═════ DATA ROWS

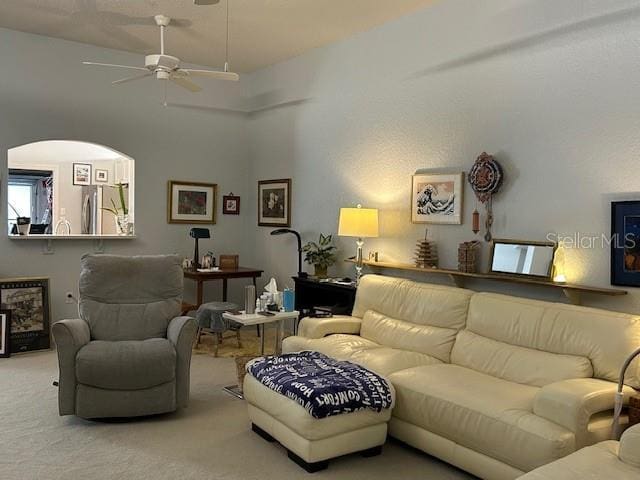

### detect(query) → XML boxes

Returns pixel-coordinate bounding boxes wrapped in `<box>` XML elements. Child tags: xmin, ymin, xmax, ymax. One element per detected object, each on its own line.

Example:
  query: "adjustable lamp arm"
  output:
<box><xmin>611</xmin><ymin>348</ymin><xmax>640</xmax><ymax>440</ymax></box>
<box><xmin>271</xmin><ymin>228</ymin><xmax>307</xmax><ymax>278</ymax></box>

══════════

Lay out the records as a Markdown table with the columns Row and Line, giving each nonblank line its own numbered row. Leave out blank lines and pictures.

• THE RESULT:
| Row | Line |
|---|---|
| 1 | ### detect(query) → XML boxes |
| 2 | Returns pixel-coordinate bounding boxes wrapped in `<box>` XML elements. Child tags: xmin, ymin, xmax, ymax. One element per detected object, each on its own line. |
| 3 | Example: |
| 4 |   query: "adjustable lamp arm" |
| 5 |   output: |
| 6 | <box><xmin>611</xmin><ymin>348</ymin><xmax>640</xmax><ymax>440</ymax></box> |
| 7 | <box><xmin>271</xmin><ymin>228</ymin><xmax>307</xmax><ymax>278</ymax></box> |